_TASK DESCRIPTION_. Put every line of the data below, starting at the line containing "Reviewer note: every instance of the wicker" and running through the end of the data (both ends included), into a Markdown table with the columns "Row" and "Line". Leave out any blank lines.

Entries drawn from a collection
********

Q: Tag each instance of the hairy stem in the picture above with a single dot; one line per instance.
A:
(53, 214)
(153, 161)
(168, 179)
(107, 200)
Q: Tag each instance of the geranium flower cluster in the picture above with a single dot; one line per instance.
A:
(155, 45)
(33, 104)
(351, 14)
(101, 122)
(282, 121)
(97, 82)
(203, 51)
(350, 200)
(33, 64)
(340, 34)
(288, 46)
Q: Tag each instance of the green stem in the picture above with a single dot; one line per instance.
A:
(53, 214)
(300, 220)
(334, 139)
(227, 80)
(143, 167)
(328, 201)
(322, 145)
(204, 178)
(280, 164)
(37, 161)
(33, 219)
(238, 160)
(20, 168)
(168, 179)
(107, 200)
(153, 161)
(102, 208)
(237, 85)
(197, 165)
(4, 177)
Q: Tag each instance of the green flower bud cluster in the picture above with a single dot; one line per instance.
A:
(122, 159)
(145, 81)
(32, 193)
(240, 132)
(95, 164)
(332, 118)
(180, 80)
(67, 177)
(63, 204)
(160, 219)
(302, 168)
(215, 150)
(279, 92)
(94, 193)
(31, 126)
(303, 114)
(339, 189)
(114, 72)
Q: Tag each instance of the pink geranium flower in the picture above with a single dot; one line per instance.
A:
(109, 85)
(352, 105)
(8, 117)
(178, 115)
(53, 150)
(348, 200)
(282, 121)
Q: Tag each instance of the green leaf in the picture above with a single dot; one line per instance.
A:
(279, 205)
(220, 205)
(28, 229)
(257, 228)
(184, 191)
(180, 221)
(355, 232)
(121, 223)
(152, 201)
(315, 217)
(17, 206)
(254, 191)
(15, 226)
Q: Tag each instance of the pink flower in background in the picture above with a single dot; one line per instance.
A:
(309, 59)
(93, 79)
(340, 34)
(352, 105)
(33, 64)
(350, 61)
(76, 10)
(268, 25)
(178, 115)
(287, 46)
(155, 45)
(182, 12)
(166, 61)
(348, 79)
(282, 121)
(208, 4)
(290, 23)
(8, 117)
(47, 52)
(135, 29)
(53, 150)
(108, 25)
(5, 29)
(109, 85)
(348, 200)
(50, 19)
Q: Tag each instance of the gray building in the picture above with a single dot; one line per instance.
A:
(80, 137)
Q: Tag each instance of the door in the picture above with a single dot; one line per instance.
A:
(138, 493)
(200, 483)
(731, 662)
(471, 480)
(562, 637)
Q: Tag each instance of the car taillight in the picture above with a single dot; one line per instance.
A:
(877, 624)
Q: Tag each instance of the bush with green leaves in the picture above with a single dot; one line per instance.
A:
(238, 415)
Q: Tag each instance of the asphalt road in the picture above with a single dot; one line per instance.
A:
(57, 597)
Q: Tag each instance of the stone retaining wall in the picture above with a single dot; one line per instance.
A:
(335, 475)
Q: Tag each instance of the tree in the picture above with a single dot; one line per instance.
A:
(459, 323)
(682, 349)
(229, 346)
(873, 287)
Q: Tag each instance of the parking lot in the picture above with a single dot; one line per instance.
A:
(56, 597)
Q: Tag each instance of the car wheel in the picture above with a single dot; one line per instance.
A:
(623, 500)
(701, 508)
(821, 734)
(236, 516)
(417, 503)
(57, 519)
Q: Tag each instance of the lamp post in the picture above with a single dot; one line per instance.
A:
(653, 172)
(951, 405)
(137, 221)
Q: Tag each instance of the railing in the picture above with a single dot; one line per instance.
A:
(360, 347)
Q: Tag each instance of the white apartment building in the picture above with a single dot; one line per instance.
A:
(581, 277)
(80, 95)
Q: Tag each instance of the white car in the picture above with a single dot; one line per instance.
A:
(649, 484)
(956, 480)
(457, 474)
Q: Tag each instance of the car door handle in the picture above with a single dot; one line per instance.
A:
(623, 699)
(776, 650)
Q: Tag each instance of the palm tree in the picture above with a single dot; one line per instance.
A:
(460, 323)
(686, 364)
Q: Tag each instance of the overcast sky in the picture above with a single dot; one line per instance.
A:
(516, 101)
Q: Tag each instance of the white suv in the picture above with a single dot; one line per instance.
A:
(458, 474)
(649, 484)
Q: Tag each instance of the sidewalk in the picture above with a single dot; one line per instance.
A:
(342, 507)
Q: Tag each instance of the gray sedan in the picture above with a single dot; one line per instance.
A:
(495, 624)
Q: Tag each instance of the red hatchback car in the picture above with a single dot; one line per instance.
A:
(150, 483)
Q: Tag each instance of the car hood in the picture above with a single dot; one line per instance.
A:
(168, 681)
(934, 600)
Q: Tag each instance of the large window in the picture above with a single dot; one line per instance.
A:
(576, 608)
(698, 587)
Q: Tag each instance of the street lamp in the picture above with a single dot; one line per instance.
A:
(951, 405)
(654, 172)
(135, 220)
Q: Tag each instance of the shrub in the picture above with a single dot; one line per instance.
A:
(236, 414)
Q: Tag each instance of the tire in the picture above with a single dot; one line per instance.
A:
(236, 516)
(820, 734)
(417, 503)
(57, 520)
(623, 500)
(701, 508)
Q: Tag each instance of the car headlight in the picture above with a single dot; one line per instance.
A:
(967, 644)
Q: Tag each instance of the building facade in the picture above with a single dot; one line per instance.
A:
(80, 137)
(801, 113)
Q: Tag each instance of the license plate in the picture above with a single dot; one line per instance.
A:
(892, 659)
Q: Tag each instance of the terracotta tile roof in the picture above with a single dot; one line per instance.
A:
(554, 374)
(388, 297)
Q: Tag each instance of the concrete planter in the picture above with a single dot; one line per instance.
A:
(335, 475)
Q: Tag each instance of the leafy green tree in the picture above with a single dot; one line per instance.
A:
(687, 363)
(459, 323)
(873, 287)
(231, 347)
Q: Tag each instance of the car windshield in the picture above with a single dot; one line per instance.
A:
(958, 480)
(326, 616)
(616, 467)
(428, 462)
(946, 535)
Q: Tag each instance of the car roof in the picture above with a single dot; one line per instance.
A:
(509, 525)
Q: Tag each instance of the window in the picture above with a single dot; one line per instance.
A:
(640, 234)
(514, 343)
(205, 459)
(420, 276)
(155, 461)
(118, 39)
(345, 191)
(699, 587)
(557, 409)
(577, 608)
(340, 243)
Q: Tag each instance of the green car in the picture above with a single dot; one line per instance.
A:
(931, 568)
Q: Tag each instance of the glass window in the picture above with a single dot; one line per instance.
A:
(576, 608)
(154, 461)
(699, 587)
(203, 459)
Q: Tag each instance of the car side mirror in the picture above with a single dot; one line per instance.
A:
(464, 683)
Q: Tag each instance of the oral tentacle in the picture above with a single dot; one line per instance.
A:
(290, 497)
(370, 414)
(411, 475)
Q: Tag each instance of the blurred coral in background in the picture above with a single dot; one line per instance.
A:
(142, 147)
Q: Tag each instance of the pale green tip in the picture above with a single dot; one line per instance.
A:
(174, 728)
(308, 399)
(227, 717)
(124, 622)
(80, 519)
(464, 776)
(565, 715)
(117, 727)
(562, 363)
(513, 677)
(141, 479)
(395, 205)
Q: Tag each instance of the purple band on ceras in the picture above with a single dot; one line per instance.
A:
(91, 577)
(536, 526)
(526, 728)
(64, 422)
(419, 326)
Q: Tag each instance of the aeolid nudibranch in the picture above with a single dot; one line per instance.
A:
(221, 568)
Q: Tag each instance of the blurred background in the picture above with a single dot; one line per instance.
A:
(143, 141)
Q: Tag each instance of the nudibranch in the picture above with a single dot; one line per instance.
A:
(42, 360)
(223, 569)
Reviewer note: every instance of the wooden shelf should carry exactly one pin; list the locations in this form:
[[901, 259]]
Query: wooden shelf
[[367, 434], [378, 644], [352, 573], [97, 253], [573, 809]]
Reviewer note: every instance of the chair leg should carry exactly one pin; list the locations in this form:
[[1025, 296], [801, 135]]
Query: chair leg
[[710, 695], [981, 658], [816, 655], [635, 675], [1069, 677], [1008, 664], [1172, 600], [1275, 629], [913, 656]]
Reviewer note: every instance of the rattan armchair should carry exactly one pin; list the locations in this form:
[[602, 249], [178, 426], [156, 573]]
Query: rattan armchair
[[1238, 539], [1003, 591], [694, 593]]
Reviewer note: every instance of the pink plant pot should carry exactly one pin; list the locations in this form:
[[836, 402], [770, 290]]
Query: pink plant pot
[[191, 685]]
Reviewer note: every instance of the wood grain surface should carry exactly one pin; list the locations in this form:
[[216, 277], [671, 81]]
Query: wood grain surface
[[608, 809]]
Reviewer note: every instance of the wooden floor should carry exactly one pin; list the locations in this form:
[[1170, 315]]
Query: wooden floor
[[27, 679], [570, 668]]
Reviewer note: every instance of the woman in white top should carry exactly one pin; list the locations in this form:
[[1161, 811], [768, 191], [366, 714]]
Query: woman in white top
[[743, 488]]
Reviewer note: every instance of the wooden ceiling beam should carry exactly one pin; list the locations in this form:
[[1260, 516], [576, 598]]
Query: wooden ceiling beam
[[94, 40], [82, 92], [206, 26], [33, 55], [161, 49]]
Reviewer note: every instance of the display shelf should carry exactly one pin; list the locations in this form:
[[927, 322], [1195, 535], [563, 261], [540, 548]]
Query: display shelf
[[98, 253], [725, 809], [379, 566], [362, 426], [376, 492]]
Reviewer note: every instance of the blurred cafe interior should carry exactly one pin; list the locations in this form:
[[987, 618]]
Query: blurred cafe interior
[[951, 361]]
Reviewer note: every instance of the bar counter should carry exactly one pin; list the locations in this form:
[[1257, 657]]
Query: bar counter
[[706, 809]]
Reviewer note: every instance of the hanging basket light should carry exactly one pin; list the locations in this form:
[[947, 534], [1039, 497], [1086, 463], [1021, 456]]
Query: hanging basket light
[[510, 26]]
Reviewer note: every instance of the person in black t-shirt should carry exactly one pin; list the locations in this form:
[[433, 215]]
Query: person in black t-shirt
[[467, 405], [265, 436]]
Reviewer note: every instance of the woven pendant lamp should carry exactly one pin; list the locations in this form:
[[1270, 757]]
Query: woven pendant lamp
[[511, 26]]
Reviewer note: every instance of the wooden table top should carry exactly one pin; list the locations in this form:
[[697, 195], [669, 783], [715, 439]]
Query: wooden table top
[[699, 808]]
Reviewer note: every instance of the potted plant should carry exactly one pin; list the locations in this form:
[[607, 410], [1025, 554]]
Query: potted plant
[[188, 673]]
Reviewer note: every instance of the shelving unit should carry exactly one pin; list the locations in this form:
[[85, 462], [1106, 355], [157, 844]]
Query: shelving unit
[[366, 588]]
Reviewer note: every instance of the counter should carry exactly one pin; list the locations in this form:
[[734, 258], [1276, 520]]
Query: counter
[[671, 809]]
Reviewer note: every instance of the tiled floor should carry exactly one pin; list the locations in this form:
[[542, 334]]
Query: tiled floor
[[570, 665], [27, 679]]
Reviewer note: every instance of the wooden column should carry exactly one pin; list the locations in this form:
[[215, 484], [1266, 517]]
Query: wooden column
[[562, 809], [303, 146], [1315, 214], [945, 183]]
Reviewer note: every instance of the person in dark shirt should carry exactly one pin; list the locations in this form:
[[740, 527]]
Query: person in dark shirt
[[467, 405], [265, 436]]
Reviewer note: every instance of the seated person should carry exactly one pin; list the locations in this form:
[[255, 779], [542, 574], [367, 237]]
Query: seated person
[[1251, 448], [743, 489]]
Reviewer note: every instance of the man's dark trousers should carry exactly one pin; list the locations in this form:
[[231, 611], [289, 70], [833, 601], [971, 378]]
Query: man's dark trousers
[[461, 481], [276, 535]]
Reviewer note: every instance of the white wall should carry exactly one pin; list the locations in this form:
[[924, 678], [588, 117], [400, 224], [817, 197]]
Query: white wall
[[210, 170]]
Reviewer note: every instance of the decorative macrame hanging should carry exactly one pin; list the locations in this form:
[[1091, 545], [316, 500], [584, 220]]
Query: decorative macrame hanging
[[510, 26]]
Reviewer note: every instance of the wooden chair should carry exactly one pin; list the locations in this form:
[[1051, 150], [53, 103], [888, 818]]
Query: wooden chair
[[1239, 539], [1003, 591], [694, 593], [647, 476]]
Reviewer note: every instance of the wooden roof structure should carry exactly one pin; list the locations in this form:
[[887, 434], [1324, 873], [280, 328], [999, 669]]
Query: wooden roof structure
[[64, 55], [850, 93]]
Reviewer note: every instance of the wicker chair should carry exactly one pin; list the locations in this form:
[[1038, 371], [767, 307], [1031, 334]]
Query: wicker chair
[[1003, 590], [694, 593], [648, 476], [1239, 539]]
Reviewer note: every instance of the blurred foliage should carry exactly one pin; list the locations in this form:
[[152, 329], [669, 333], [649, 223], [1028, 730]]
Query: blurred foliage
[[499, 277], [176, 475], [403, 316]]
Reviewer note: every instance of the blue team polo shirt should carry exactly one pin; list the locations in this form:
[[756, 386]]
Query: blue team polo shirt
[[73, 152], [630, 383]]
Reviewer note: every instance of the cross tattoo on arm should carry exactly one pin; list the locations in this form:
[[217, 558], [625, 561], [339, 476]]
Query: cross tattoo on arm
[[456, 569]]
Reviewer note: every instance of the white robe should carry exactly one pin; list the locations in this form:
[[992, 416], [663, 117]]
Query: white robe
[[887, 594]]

********

_IN RESPONSE_.
| Row | Line |
|---|---|
| 1 | Reviewer note: every instance of the wicker chair should carry exactly one pin; list the locations in this form: |
| 2 | [[1038, 371], [767, 307], [1031, 334]] |
| 3 | Query: wicker chair |
| 4 | [[1003, 590], [694, 593], [648, 476], [1239, 539]] |
| 5 | Reviewer note: every instance of the blurred foliage should carry exactly one pin; list the locations in this form: |
| 6 | [[152, 329], [669, 333], [649, 223], [1028, 730]] |
| 7 | Query: blurred foliage |
| 8 | [[499, 277], [176, 475], [403, 316]] |
| 9 | Reviewer note: every instance of the blue team polo shirt should carry exactly one pin; list the locations in this form: |
| 10 | [[756, 386]] |
| 11 | Query: blue team polo shirt |
| 12 | [[73, 152], [630, 383]] |
| 13 | Reviewer note: every instance of the cross tattoo on arm should carry exactly one pin; list the locations in this form: |
| 14 | [[217, 558], [625, 561], [339, 476]] |
| 15 | Query: cross tattoo on arm |
| 16 | [[456, 569]] |
| 17 | Reviewer note: every instance of the white robe should carry exactly one pin; list the locations in this form: |
| 18 | [[992, 416], [663, 117]] |
| 19 | Query: white robe |
| 20 | [[887, 594]] |